* [TEXT FOR ANALYSIS]:
★ ★ ★ ★ ★

Angiogenesis inhibitors from natural sources Roslida Abd Hamid, Dayang Erna Zulaikha Awang Hamsin Frontiers in Drug Design and Discovery, 2016 A multi-target strategies targeting on various biochemical and physiological pathways implicated in tumour pathogenesis should be developed with the ultimate aim to manage patients with cancer and reduce the normal-tissue toxicity. Tumor angiogenesis has been recently discovered as an important strategy in treating cancer as most tumors rely on angiogenesis to survive, develop, invade and metastasize. Targeting angiogenesis to inhibit the progression of tumorigenesis has recently been a focus in developing novel anti-cancer development. This is mainly due to the specificity that anti-angiogenic possesses: it targets on newly-formed blood vessels and spares the existing ones. With that being said, inhibiting angiogenesis is now considered a promising strategy in the development and selection of new anti-cancer drug candidates. To date, there are cytotoxic drugs which also exhibit antiangiogenic activity but not angiogenesis inhibitors in whole. In this chapter, we will be discussing selected natural sources including marine products which have been investigated for their antiangiogenic activities. Various methods in validating the effects as well as their possible multiple pathways will also be contended in this chapter.
Synergistic action of compounds isolated from the hexane extract of Ardisia crispa root against tumour-promoting effect, in vitro Looi Ting Yeong, Roslida Abdul Hamid, Latifah Saiful Yazan, Huzwah Khaza'ai, Dayang Erna Zulaikha Awang Hamsin Natural Product Research, 2014 An isomeric mixture of α,β-amyrin (triterpene) and 2-methoxy-6-undecyl-1,4-benzoquinone (quinone) isolated from the Ardisia crispa root hexane (ACRH) extract was reported to possess anti-inflammatory properties in vivo. Considering the close association between inflammation and cancer, on top of the lack of antitumour study on those compounds, this study aimed to determine the potential of both compounds against tumour promotion in vitro, either as single agent or in combination. Triterpene and quinone compounds, as well as triterpene–quinone fraction (TQF) and ACRH were subjected to inhibition of Epstein–Barr virus-early antigen (EBV-EA) activation assay for that purpose. Compared with curcumin (positive control), inhibition against EBV-EA activation occurred in the order: ACRH>TQF ≥ curcumin>α,β-amyrin ≥ 2-methoxy-6-undecyl-1,4-benzoquinone. These findings reported, for the first time, the antitumor-promoting effect of α,β-amyrin and 2-methoxy-6-undecyl-1,4-benzoquinone from the roots of A. crispa, which was enhanced when both compounds act in synergy.

★ ★ ★ ★ ★

* [RECORDS PROVIDED]:
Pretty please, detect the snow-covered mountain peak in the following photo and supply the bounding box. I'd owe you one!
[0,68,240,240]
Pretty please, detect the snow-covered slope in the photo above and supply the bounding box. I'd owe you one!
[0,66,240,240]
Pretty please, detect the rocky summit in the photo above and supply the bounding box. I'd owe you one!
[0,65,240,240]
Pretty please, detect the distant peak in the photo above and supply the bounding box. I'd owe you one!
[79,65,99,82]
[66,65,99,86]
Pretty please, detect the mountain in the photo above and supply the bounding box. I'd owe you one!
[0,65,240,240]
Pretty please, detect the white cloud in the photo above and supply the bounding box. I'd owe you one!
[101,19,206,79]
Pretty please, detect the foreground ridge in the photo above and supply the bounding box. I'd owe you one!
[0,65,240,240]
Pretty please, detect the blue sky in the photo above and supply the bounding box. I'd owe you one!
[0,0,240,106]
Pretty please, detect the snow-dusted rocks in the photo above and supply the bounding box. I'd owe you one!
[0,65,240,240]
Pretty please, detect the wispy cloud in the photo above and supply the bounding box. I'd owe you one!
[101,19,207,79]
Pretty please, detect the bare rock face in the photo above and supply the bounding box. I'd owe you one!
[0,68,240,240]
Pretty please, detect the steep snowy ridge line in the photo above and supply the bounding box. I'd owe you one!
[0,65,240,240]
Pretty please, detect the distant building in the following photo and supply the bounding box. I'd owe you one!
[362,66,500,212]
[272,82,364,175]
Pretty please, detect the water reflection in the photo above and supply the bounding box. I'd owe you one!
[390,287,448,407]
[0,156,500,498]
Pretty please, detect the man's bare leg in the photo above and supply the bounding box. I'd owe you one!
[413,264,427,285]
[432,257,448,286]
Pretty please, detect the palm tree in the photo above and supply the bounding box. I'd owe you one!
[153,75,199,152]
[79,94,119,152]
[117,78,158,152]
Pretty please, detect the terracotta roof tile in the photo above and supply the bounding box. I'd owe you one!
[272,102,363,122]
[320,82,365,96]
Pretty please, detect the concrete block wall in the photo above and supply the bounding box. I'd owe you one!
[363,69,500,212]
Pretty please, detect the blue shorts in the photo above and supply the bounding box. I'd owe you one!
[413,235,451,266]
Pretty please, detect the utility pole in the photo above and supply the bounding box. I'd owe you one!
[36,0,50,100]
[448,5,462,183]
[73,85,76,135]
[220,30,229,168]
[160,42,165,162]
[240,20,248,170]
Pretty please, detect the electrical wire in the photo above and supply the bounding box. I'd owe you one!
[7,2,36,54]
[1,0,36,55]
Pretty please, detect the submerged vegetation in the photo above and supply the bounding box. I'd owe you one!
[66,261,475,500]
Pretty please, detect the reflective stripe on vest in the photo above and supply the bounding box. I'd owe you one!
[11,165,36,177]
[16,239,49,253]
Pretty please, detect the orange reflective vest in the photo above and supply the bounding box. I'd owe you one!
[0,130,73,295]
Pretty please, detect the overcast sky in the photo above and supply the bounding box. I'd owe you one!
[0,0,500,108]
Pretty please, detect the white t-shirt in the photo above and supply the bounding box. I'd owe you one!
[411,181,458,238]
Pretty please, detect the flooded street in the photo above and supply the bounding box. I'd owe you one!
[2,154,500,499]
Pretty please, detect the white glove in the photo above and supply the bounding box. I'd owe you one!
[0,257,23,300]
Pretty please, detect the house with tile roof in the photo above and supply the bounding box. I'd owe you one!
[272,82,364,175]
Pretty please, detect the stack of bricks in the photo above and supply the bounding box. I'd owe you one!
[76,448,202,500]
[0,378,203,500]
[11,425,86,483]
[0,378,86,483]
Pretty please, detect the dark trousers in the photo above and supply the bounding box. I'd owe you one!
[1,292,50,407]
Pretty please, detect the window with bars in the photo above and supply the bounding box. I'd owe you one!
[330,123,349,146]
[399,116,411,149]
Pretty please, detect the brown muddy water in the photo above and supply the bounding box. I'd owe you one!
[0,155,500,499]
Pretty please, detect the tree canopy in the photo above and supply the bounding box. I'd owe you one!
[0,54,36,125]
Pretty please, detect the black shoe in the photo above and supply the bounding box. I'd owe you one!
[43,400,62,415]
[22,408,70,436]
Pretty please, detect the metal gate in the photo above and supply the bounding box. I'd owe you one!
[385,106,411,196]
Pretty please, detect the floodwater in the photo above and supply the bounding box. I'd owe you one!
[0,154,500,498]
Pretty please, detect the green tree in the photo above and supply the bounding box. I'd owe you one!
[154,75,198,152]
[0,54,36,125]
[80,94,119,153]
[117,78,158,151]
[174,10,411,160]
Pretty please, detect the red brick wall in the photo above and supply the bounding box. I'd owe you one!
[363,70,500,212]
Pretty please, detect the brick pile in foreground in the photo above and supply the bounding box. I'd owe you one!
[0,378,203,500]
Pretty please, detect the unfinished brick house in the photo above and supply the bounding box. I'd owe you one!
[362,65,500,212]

★ ★ ★ ★ ★

* [EXERCISE]: In the text on natural anticancer compounds, which substance served as the positive control in the Epstein–Barr virus-early antigen activation assay?

* [YOUR SOLUTION]: Curcumin.